Data excerpts:
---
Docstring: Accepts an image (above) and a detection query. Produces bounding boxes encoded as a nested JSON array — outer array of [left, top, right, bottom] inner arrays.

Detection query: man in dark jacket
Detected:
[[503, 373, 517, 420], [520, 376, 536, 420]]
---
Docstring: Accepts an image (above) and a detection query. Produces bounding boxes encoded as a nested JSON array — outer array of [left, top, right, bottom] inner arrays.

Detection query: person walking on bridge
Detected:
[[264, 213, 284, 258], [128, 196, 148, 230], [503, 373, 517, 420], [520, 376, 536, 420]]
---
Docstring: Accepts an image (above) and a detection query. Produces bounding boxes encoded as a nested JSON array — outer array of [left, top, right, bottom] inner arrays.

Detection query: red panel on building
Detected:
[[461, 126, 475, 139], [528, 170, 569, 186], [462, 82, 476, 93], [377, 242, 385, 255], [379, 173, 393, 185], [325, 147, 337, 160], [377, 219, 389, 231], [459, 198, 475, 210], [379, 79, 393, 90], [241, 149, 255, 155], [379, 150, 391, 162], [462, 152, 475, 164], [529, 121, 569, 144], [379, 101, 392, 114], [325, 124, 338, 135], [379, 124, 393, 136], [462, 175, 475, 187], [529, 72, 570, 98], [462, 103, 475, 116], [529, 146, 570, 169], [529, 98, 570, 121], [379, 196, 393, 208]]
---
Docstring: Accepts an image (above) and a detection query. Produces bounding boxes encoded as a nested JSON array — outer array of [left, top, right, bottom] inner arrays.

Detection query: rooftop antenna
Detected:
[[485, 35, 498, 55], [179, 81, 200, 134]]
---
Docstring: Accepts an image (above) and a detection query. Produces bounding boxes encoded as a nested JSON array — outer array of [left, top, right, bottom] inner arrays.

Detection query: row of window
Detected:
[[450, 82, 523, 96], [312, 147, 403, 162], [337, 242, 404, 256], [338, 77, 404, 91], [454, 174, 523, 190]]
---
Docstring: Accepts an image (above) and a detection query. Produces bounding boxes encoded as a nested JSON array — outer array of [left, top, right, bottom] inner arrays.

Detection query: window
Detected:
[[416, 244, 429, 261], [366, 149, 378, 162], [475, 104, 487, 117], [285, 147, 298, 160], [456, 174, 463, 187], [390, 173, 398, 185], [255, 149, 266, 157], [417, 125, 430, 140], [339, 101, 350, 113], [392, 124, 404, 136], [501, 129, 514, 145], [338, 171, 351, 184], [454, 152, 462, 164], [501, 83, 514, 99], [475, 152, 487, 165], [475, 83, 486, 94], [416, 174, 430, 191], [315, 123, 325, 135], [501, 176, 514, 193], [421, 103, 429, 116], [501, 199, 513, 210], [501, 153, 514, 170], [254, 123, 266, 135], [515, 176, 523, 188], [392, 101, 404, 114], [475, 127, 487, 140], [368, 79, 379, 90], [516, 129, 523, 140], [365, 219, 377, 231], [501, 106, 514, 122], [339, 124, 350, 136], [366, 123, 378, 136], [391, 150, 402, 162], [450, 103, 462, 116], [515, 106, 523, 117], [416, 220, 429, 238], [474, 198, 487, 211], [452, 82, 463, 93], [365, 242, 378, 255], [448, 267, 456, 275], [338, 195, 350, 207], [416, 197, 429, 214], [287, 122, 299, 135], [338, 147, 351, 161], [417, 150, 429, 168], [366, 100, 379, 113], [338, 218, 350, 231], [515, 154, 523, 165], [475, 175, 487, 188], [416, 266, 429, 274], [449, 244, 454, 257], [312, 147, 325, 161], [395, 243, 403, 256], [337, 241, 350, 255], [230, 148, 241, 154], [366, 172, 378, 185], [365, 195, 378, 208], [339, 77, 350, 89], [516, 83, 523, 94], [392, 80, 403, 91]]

Exercise prompt:
Retype the listing above in full, with no alterations.

Answer for this exercise:
---
Docstring: Accepts an image (above) and a detection query. Produces bounding boxes encoded as a nested JSON array — outer array of [left, top, right, bottom] inner arrays.

Detection query: man in dark jacket
Detected:
[[503, 373, 517, 420], [520, 376, 536, 420]]
---
Docstring: Accepts an image (above) and a detection query. Produces bounding boxes encoded as a nested JSON array — outer array of [left, top, right, bottom] inner arrays.

Detection query: person walking on bridge
Detected:
[[264, 213, 284, 258], [128, 196, 148, 230], [503, 373, 517, 420], [520, 376, 536, 420]]
---
Docstring: Accepts an image (above) and a detection query. Produces bounding boxes encoded as a nested JSON array — outer array of [left, top, right, bottom] inner arrays.

Detection query: red panel on building
Detected:
[[461, 126, 475, 139], [528, 170, 569, 186], [462, 82, 476, 93], [377, 242, 385, 255], [379, 173, 393, 185], [325, 147, 337, 160], [377, 219, 389, 231], [459, 198, 475, 210], [379, 79, 393, 90], [241, 149, 255, 155], [379, 150, 391, 162], [462, 152, 475, 164], [529, 121, 569, 144], [379, 101, 392, 114], [325, 124, 338, 135], [379, 124, 393, 136], [462, 175, 475, 187], [529, 72, 570, 98], [462, 103, 475, 116], [529, 146, 570, 169], [529, 98, 570, 121], [379, 196, 393, 208]]
---
Docstring: Accepts an image (above) and a detection query. Produces bounding boxes encoded as a nested JSON array — outer array of [left, top, right, bottom] inner arrays.

Detection query: rooftop antenna
Detected:
[[485, 35, 498, 55], [179, 81, 200, 134]]
---
Docstring: Accepts an image (above) and a detection query. Produces bounding boxes encoded as a nested JSON array — outer array of [left, top, right, bottom] inner arrays.

Detection query: row of window
Detected:
[[450, 82, 523, 96], [312, 147, 403, 162], [337, 242, 404, 256], [338, 77, 404, 91], [454, 174, 523, 190]]
---
Docstring: Accepts an image (above) and a detection query. Produces bounding boxes encoded as a nested JSON array — outer array of [left, top, right, bottom] inner arrays.

Detection query: window
Detected:
[[416, 244, 429, 261], [366, 149, 378, 162], [475, 104, 487, 117], [285, 147, 298, 160], [456, 174, 463, 187], [390, 173, 398, 185], [255, 149, 266, 157], [417, 125, 430, 140], [339, 101, 350, 113], [392, 124, 404, 136], [501, 129, 514, 145], [338, 171, 351, 184], [454, 152, 462, 164], [501, 83, 514, 99], [475, 152, 487, 165], [475, 83, 486, 94], [416, 174, 430, 191], [315, 123, 325, 135], [501, 176, 514, 193], [421, 103, 429, 116], [501, 199, 513, 210], [501, 153, 514, 170], [254, 123, 266, 135], [515, 176, 523, 188], [392, 101, 404, 114], [475, 127, 487, 140], [368, 79, 379, 90], [516, 129, 523, 140], [365, 219, 377, 231], [501, 106, 514, 122], [339, 124, 350, 136], [366, 123, 378, 136], [391, 150, 402, 162], [450, 103, 462, 116], [515, 106, 523, 117], [416, 220, 429, 238], [474, 198, 487, 211], [452, 82, 463, 93], [365, 242, 378, 255], [448, 267, 456, 275], [338, 195, 350, 207], [416, 197, 429, 214], [287, 122, 299, 135], [338, 147, 351, 161], [417, 150, 429, 168], [366, 100, 379, 113], [338, 218, 350, 231], [515, 154, 523, 165], [475, 175, 487, 188], [416, 266, 429, 274], [449, 244, 454, 257], [312, 147, 325, 161], [395, 243, 403, 256], [337, 241, 350, 255], [230, 148, 241, 154], [366, 172, 378, 185], [365, 195, 378, 208], [339, 77, 350, 89], [516, 83, 523, 94], [392, 80, 403, 91]]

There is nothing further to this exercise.